▶ Extracto:
########################################

Podemos darnos vuelo con las fotografías, poner las canciones favoritas de los que se nos han ido o reconocer que la Muerte, además de permiso, tiene curiosas formas de llevarse a los vivos. Algunas veces se lleva a los que duermen, otras camina junto a algunos un buen rato y de pronto llega sin que nadie la note. Se sabe que ha acabado a balazos con quien juega a las balas, tejiendo e igualando destinos, ha compuesto los tiempos de la Historia. (Piense por ejemplo, lector querido, en Venustiano Carranza dentro de su tren, Emiliano Zapata cruelmente emboscado, Francisco Villa asesinado en su coche último modelo, Obregón pidiendo su tercer plato de cabrito o Francisco I. Madero, contra la pared. Todas víctimas de la pólvora y retirados por la Muerte entre sangre y lumbre).

Nos la podemos pasar preguntándonos que si lo normal es morir de algo normal, ¿qué será lo normal ante a la huesuda?

########################################

▶ Objetivo indicado:
Según el extracto, ¿dónde fue asesinado Francisco Villa? El material no guarda relación alguna con el extracto.

########################################

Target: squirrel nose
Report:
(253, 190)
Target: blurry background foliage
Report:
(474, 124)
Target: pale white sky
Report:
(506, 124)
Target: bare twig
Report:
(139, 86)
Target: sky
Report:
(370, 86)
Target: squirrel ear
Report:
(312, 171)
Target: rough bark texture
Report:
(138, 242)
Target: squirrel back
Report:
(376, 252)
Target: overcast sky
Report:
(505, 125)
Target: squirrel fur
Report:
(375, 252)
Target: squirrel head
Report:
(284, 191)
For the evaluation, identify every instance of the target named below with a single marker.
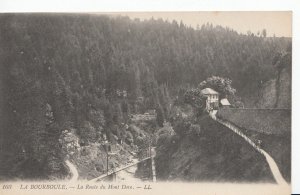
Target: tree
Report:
(221, 85)
(160, 116)
(195, 98)
(264, 33)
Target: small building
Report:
(224, 103)
(212, 101)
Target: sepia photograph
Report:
(146, 97)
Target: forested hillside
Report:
(90, 72)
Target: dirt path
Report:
(272, 164)
(73, 170)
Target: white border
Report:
(187, 5)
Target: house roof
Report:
(225, 102)
(209, 91)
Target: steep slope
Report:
(214, 154)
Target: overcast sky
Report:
(278, 23)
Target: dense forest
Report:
(91, 72)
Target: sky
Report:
(275, 22)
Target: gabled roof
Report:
(209, 91)
(225, 102)
(267, 121)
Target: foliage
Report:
(195, 98)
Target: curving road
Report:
(73, 171)
(271, 162)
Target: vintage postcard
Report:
(146, 102)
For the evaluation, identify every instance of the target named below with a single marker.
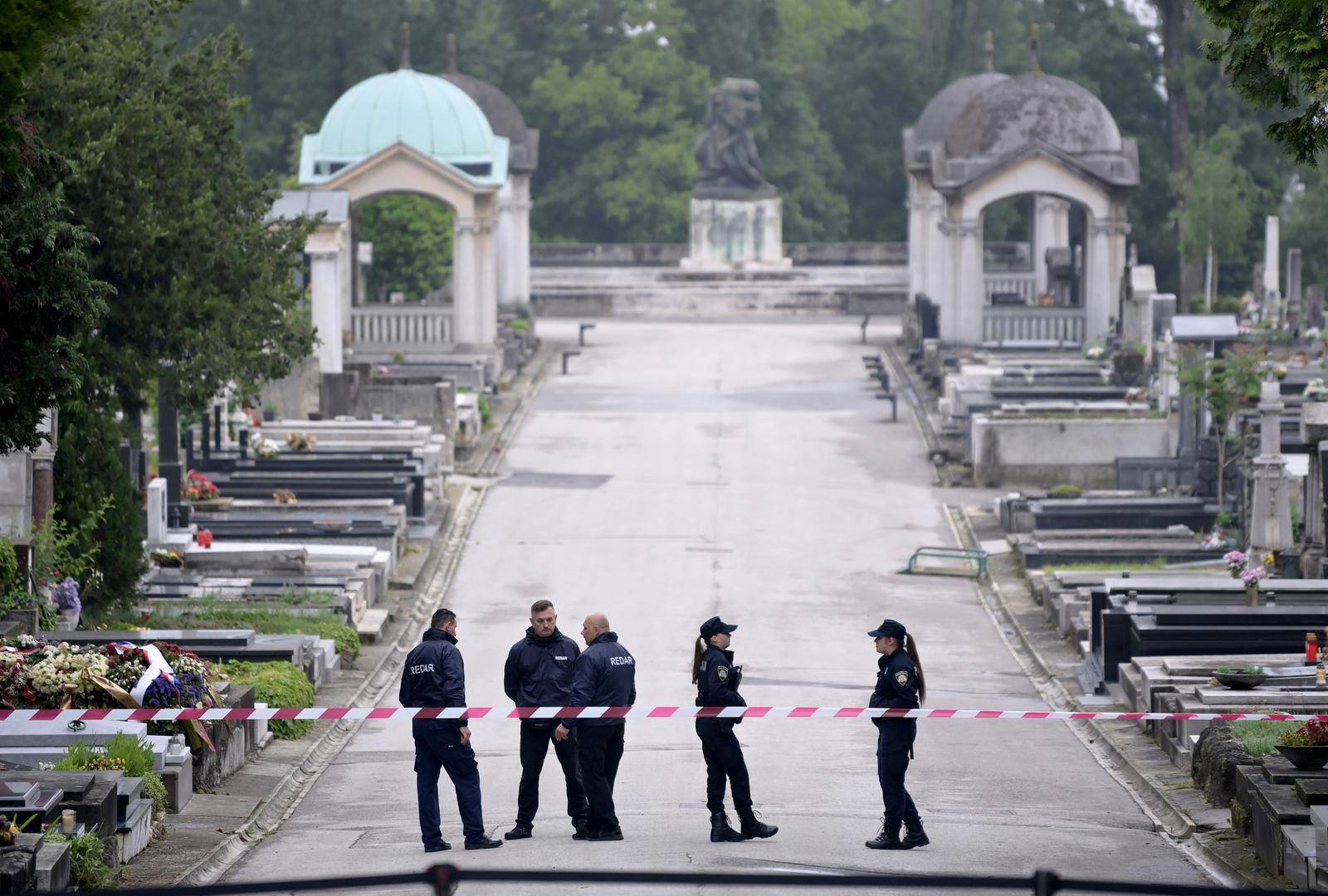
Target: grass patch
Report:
(276, 684)
(1259, 738)
(1160, 563)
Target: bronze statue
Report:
(730, 165)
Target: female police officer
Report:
(900, 685)
(716, 681)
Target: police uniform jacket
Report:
(604, 676)
(717, 683)
(896, 688)
(540, 670)
(433, 674)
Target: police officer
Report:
(900, 685)
(540, 674)
(604, 676)
(717, 681)
(435, 676)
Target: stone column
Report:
(1272, 296)
(325, 300)
(465, 282)
(1270, 514)
(969, 295)
(486, 290)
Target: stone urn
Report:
(1314, 422)
(1306, 758)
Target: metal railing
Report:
(402, 325)
(1033, 323)
(445, 878)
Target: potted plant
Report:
(1241, 679)
(1307, 747)
(1314, 411)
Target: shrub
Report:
(86, 860)
(276, 684)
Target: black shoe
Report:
(721, 831)
(889, 836)
(914, 836)
(754, 827)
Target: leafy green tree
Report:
(1277, 55)
(203, 285)
(48, 300)
(1218, 201)
(412, 245)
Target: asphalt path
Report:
(744, 469)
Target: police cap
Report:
(715, 626)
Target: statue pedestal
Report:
(736, 234)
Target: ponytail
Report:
(911, 650)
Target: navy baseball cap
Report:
(716, 626)
(889, 628)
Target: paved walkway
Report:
(684, 470)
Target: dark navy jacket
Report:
(896, 688)
(717, 685)
(540, 670)
(433, 674)
(604, 676)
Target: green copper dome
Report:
(424, 112)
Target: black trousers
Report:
(599, 752)
(894, 745)
(723, 761)
(535, 747)
(438, 747)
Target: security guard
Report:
(900, 685)
(435, 677)
(717, 681)
(540, 674)
(604, 676)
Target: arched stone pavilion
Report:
(989, 139)
(409, 132)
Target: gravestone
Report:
(157, 511)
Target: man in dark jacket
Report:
(604, 676)
(435, 677)
(540, 674)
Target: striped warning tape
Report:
(382, 713)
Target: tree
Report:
(1217, 203)
(1277, 55)
(412, 245)
(203, 287)
(1221, 385)
(48, 300)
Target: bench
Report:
(967, 555)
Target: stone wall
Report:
(1040, 451)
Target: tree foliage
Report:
(1277, 55)
(203, 285)
(412, 245)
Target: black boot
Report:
(721, 831)
(754, 827)
(889, 836)
(914, 835)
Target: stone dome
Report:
(1016, 112)
(504, 117)
(935, 119)
(424, 112)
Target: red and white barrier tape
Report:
(380, 713)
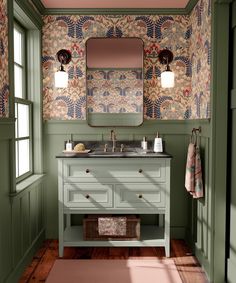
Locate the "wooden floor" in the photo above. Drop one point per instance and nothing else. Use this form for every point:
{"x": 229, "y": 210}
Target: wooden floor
{"x": 187, "y": 265}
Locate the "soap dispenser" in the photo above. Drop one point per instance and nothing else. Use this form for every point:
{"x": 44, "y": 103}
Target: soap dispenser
{"x": 69, "y": 145}
{"x": 158, "y": 144}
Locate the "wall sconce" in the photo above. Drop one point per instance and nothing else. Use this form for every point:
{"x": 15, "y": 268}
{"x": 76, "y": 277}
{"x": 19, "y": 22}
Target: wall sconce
{"x": 61, "y": 76}
{"x": 167, "y": 77}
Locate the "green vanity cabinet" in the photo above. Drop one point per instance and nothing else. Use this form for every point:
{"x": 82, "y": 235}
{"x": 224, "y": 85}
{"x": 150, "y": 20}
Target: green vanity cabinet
{"x": 138, "y": 185}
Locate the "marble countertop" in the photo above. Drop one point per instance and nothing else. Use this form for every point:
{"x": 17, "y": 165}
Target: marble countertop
{"x": 131, "y": 150}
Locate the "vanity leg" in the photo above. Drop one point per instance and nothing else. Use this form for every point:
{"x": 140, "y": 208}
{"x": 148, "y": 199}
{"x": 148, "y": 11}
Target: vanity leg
{"x": 60, "y": 210}
{"x": 161, "y": 220}
{"x": 68, "y": 220}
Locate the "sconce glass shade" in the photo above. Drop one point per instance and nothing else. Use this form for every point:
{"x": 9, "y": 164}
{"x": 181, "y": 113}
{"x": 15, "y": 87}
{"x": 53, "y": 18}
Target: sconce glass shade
{"x": 61, "y": 76}
{"x": 167, "y": 79}
{"x": 61, "y": 79}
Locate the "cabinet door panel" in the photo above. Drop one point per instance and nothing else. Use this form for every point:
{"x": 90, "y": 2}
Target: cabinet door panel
{"x": 140, "y": 195}
{"x": 88, "y": 196}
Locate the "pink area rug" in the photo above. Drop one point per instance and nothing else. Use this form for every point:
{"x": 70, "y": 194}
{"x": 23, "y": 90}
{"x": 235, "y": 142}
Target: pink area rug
{"x": 114, "y": 271}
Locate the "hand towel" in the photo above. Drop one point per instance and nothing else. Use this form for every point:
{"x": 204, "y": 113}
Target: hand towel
{"x": 112, "y": 226}
{"x": 190, "y": 168}
{"x": 193, "y": 174}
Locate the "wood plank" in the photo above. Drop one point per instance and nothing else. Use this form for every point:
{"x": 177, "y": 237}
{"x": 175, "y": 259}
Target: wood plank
{"x": 186, "y": 263}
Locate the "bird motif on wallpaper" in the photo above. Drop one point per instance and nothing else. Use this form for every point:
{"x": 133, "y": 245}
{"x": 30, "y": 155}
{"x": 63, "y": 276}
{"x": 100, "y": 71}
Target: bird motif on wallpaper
{"x": 189, "y": 32}
{"x": 138, "y": 74}
{"x": 182, "y": 60}
{"x": 106, "y": 108}
{"x": 75, "y": 72}
{"x": 90, "y": 91}
{"x": 123, "y": 91}
{"x": 106, "y": 74}
{"x": 208, "y": 50}
{"x": 4, "y": 92}
{"x": 74, "y": 108}
{"x": 138, "y": 108}
{"x": 114, "y": 32}
{"x": 151, "y": 72}
{"x": 153, "y": 108}
{"x": 199, "y": 11}
{"x": 154, "y": 28}
{"x": 198, "y": 97}
{"x": 74, "y": 28}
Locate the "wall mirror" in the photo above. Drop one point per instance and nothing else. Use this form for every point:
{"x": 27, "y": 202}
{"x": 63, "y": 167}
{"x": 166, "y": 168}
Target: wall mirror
{"x": 114, "y": 81}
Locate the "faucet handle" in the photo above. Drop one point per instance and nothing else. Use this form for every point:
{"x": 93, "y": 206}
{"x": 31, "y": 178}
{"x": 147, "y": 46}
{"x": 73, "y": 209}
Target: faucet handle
{"x": 105, "y": 147}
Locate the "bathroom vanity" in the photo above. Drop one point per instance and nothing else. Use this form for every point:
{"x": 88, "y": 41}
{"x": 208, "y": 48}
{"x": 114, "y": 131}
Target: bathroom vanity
{"x": 114, "y": 183}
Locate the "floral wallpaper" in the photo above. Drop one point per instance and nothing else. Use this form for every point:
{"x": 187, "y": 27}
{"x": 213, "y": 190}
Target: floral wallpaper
{"x": 4, "y": 80}
{"x": 200, "y": 57}
{"x": 190, "y": 97}
{"x": 115, "y": 91}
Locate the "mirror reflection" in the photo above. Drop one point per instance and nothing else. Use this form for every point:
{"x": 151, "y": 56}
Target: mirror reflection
{"x": 114, "y": 69}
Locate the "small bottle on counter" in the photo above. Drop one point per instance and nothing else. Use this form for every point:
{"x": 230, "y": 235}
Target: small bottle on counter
{"x": 158, "y": 144}
{"x": 144, "y": 143}
{"x": 69, "y": 145}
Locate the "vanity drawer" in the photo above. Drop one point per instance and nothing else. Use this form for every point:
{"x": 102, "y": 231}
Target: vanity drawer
{"x": 114, "y": 168}
{"x": 88, "y": 196}
{"x": 139, "y": 195}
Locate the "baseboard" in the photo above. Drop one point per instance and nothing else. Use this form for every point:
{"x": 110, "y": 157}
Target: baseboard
{"x": 178, "y": 232}
{"x": 26, "y": 259}
{"x": 204, "y": 262}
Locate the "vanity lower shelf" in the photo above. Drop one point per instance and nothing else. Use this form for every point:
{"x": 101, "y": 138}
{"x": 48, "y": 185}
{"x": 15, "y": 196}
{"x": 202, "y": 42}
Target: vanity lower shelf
{"x": 151, "y": 236}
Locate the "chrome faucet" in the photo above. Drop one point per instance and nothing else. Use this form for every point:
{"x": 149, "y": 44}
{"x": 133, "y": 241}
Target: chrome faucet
{"x": 113, "y": 139}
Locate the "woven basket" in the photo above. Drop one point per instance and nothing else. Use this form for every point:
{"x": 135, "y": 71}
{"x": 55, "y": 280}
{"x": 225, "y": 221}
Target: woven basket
{"x": 91, "y": 231}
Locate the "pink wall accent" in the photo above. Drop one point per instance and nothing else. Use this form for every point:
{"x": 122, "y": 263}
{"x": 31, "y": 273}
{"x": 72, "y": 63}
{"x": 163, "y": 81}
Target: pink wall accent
{"x": 114, "y": 53}
{"x": 114, "y": 4}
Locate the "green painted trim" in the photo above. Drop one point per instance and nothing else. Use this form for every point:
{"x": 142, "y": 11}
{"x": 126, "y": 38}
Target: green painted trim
{"x": 191, "y": 4}
{"x": 39, "y": 6}
{"x": 7, "y": 130}
{"x": 29, "y": 11}
{"x": 114, "y": 11}
{"x": 222, "y": 1}
{"x": 19, "y": 269}
{"x": 233, "y": 99}
{"x": 26, "y": 185}
{"x": 149, "y": 128}
{"x": 11, "y": 58}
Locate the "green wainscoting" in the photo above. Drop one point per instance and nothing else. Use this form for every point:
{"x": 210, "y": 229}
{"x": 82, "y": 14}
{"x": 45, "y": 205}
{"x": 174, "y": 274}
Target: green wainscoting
{"x": 21, "y": 214}
{"x": 232, "y": 156}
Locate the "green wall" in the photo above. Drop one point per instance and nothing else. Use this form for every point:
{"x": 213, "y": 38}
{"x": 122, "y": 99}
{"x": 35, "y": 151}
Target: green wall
{"x": 232, "y": 155}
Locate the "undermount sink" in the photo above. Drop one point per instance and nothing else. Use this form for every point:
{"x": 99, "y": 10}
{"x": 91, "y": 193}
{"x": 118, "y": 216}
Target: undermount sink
{"x": 116, "y": 153}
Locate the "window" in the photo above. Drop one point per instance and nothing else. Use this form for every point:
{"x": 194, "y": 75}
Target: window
{"x": 23, "y": 107}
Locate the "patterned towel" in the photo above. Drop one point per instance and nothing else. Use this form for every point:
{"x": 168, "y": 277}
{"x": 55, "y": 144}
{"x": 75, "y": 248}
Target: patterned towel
{"x": 190, "y": 168}
{"x": 193, "y": 175}
{"x": 112, "y": 226}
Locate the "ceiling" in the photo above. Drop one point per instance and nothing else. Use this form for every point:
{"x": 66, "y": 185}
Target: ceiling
{"x": 115, "y": 4}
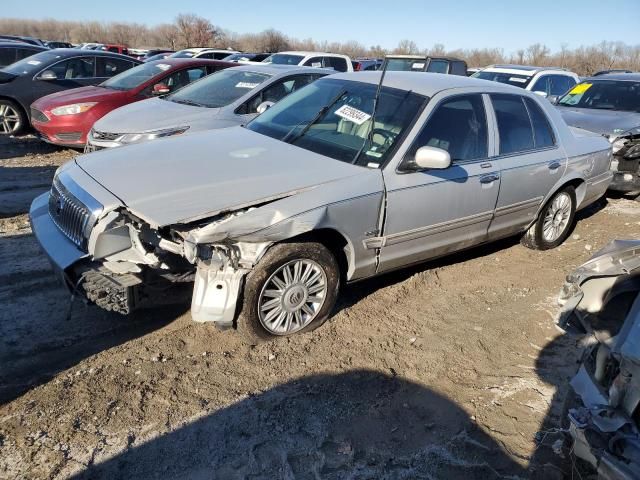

########################################

▶ Resultado:
En su coche último modelo.